(SET EXERCISE): Please scale the stretch of rows that opens with the line containing "Target: bird's eye" and runs through the end of the rows, both ends included, by writing out only those lines again, requests and all. Multiply every coordinate in the answers by 2 and round to whole numbers, with halves rounded up.

Excerpts from a location annotation dataset:
· · · · · · ·
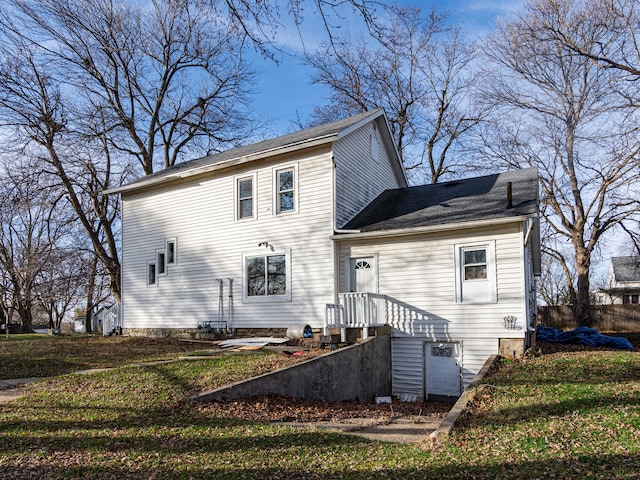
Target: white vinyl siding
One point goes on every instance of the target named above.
(417, 273)
(359, 179)
(285, 198)
(200, 215)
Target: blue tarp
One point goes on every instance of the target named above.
(583, 336)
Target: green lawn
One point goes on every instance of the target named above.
(564, 415)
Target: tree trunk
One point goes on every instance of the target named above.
(582, 305)
(91, 283)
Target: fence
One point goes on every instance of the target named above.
(606, 318)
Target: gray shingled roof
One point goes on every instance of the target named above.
(329, 132)
(459, 201)
(626, 269)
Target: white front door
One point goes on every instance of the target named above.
(443, 369)
(362, 275)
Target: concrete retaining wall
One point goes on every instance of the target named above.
(360, 371)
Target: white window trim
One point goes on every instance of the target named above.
(266, 252)
(347, 270)
(492, 294)
(173, 241)
(236, 196)
(159, 253)
(276, 187)
(148, 276)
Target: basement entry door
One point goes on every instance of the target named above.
(443, 370)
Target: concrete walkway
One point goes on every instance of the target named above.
(413, 429)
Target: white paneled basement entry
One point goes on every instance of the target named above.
(443, 370)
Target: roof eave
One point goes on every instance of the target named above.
(432, 228)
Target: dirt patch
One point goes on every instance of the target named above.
(10, 394)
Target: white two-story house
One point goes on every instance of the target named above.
(320, 228)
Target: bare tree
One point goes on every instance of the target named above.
(86, 86)
(162, 80)
(419, 71)
(557, 111)
(30, 228)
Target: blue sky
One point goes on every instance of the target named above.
(284, 92)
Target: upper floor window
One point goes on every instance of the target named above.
(475, 264)
(284, 187)
(245, 197)
(476, 273)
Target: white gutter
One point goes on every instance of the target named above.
(231, 162)
(427, 229)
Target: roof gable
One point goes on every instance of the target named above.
(306, 138)
(460, 201)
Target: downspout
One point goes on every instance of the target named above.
(527, 237)
(336, 248)
(334, 201)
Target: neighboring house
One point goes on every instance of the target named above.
(319, 228)
(624, 282)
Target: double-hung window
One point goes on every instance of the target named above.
(476, 273)
(267, 277)
(245, 197)
(284, 188)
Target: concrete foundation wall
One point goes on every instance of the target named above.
(361, 371)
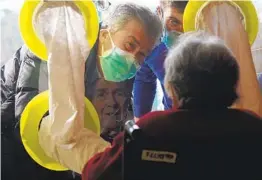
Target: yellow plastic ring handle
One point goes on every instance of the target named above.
(29, 126)
(32, 41)
(247, 8)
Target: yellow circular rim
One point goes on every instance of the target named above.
(247, 7)
(32, 41)
(29, 126)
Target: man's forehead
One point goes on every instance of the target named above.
(173, 12)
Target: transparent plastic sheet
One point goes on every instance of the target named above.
(62, 134)
(225, 20)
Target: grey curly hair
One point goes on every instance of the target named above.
(202, 67)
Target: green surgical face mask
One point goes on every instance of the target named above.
(118, 65)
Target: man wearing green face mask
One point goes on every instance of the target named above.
(126, 37)
(171, 14)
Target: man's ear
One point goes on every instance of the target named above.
(103, 35)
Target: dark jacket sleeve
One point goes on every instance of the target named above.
(9, 76)
(108, 165)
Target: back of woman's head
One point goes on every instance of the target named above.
(201, 68)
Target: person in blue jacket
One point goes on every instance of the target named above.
(145, 84)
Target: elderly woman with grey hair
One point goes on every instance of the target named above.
(209, 140)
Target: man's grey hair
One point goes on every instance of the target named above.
(121, 14)
(200, 65)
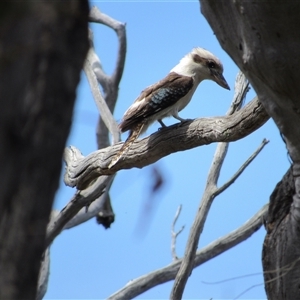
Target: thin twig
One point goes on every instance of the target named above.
(175, 234)
(105, 112)
(146, 282)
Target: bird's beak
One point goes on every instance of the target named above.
(220, 80)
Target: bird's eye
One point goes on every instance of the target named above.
(211, 64)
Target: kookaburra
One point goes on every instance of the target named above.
(170, 95)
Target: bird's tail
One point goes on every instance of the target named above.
(134, 134)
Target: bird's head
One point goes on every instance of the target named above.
(202, 64)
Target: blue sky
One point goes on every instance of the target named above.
(88, 262)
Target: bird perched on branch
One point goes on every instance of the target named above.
(170, 95)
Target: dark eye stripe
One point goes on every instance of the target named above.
(211, 65)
· · · · · · ·
(EXERCISE SOLUTION):
Target: bird's eye
One point goes on every instance of the target named above.
(422, 128)
Target: kookaburra
One point goes on every instance of the target named above.
(340, 190)
Target: bird's tail
One point goes on every instance of the target named above.
(268, 268)
Target: bird's head
One point goes on every instance of the target named above.
(404, 128)
Target: blue sky
One point goes on every instance of the target named above.
(176, 524)
Target: bird perched on branch
One point goes on every instance of the target named above.
(340, 190)
Target: dark eye stripe
One point goes on every instance of the target named above.
(422, 130)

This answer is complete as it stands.